Entries:

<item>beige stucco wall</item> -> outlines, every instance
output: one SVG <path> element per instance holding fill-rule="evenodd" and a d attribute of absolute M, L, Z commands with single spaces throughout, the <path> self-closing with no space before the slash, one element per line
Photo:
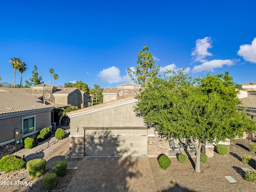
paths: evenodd
<path fill-rule="evenodd" d="M 0 143 L 14 138 L 14 130 L 22 128 L 22 118 L 33 115 L 36 116 L 36 130 L 51 126 L 51 110 L 31 113 L 25 112 L 26 114 L 0 119 Z"/>
<path fill-rule="evenodd" d="M 75 117 L 68 115 L 70 120 L 70 135 L 75 135 L 77 127 L 80 135 L 84 134 L 82 127 L 146 127 L 143 118 L 136 116 L 133 111 L 134 104 L 134 102 L 118 104 L 88 110 Z"/>

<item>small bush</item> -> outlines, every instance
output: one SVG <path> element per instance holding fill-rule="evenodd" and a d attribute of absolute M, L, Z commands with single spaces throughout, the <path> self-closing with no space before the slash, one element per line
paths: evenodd
<path fill-rule="evenodd" d="M 27 170 L 32 177 L 39 177 L 44 172 L 46 161 L 43 159 L 35 159 L 27 163 Z"/>
<path fill-rule="evenodd" d="M 13 155 L 7 155 L 0 159 L 0 170 L 10 171 L 19 170 L 25 166 L 25 158 Z"/>
<path fill-rule="evenodd" d="M 36 146 L 38 142 L 34 137 L 27 137 L 24 140 L 24 147 L 26 149 L 31 149 Z"/>
<path fill-rule="evenodd" d="M 178 156 L 178 159 L 180 163 L 186 163 L 187 162 L 188 157 L 187 157 L 186 155 L 180 154 Z"/>
<path fill-rule="evenodd" d="M 251 156 L 247 154 L 244 154 L 244 155 L 241 156 L 241 158 L 242 159 L 242 162 L 243 163 L 248 164 L 249 162 L 251 160 Z"/>
<path fill-rule="evenodd" d="M 52 131 L 50 128 L 44 128 L 39 132 L 39 134 L 36 138 L 36 139 L 39 142 L 42 142 L 49 138 L 52 135 Z"/>
<path fill-rule="evenodd" d="M 58 140 L 62 140 L 65 138 L 67 131 L 66 130 L 58 128 L 55 132 L 55 138 Z"/>
<path fill-rule="evenodd" d="M 57 175 L 55 173 L 49 173 L 44 176 L 44 187 L 46 189 L 52 189 L 56 185 Z"/>
<path fill-rule="evenodd" d="M 226 155 L 229 152 L 229 147 L 226 145 L 218 144 L 216 145 L 217 152 L 221 155 Z"/>
<path fill-rule="evenodd" d="M 208 157 L 205 154 L 200 154 L 200 161 L 202 163 L 207 163 L 208 161 Z"/>
<path fill-rule="evenodd" d="M 256 172 L 253 171 L 247 171 L 244 176 L 244 180 L 249 182 L 256 181 Z"/>
<path fill-rule="evenodd" d="M 249 144 L 249 150 L 253 153 L 256 153 L 256 144 L 250 143 Z"/>
<path fill-rule="evenodd" d="M 67 161 L 57 161 L 54 163 L 54 169 L 57 176 L 63 177 L 66 175 L 68 162 Z"/>
<path fill-rule="evenodd" d="M 166 169 L 166 168 L 171 165 L 171 160 L 165 155 L 161 156 L 158 159 L 158 161 L 160 167 L 163 169 Z"/>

Problem details: Rewrite all of the data above with "small bush" renamed to "low shrub" and nothing else changed. Leave the pictures out.

Reply:
<item>beige stucco wall</item> -> outlines, every instance
output: one SVG <path> element per instance holding fill-rule="evenodd" and a d attribute of absolute M, L, Z commands with single spaces throughout, the <path> self-closing with no space before the slash, one element per line
Photo:
paths: evenodd
<path fill-rule="evenodd" d="M 0 143 L 14 138 L 14 130 L 22 128 L 22 118 L 33 115 L 36 116 L 36 130 L 51 126 L 51 110 L 31 113 L 25 112 L 26 114 L 0 119 Z"/>
<path fill-rule="evenodd" d="M 75 117 L 68 115 L 70 120 L 70 135 L 75 135 L 77 127 L 80 135 L 84 134 L 82 127 L 146 127 L 143 118 L 136 116 L 133 111 L 134 104 L 134 102 L 118 104 L 88 110 Z"/>

<item>low shrub</item> -> outlines, every instance
output: one SVG <path> element per instance holding fill-rule="evenodd" and a d attribute of absolute M, L, Z commands with single spaces throughout, the <path> self-closing with no space before the slash, one element per line
paths: evenodd
<path fill-rule="evenodd" d="M 27 170 L 32 177 L 39 177 L 44 172 L 46 161 L 43 159 L 35 159 L 27 163 Z"/>
<path fill-rule="evenodd" d="M 13 155 L 7 155 L 0 159 L 0 170 L 10 171 L 19 170 L 25 166 L 25 158 Z"/>
<path fill-rule="evenodd" d="M 36 146 L 38 142 L 34 137 L 27 137 L 24 140 L 24 147 L 26 149 L 31 149 Z"/>
<path fill-rule="evenodd" d="M 178 156 L 178 159 L 180 163 L 186 163 L 187 162 L 188 157 L 187 157 L 186 155 L 180 154 Z"/>
<path fill-rule="evenodd" d="M 251 156 L 247 154 L 244 154 L 244 155 L 241 156 L 241 158 L 242 159 L 242 162 L 243 163 L 248 164 L 249 162 L 251 160 Z"/>
<path fill-rule="evenodd" d="M 52 131 L 50 128 L 44 128 L 39 132 L 39 134 L 36 138 L 36 139 L 39 142 L 42 142 L 49 138 L 52 135 Z"/>
<path fill-rule="evenodd" d="M 58 140 L 62 140 L 65 138 L 67 131 L 66 130 L 58 128 L 55 132 L 55 138 Z"/>
<path fill-rule="evenodd" d="M 57 175 L 55 173 L 49 173 L 44 176 L 44 187 L 46 189 L 52 189 L 56 185 Z"/>
<path fill-rule="evenodd" d="M 226 155 L 229 152 L 229 147 L 226 145 L 218 144 L 216 145 L 217 152 L 221 155 Z"/>
<path fill-rule="evenodd" d="M 208 157 L 205 154 L 200 154 L 200 161 L 202 163 L 207 163 L 208 161 Z"/>
<path fill-rule="evenodd" d="M 256 172 L 253 171 L 247 171 L 244 176 L 244 180 L 249 182 L 256 181 Z"/>
<path fill-rule="evenodd" d="M 249 144 L 249 150 L 253 153 L 256 153 L 256 144 L 250 143 Z"/>
<path fill-rule="evenodd" d="M 67 161 L 57 161 L 54 163 L 54 169 L 57 176 L 63 177 L 66 175 L 68 162 Z"/>
<path fill-rule="evenodd" d="M 166 169 L 166 168 L 171 165 L 171 160 L 165 155 L 161 156 L 158 159 L 158 161 L 160 167 L 163 169 Z"/>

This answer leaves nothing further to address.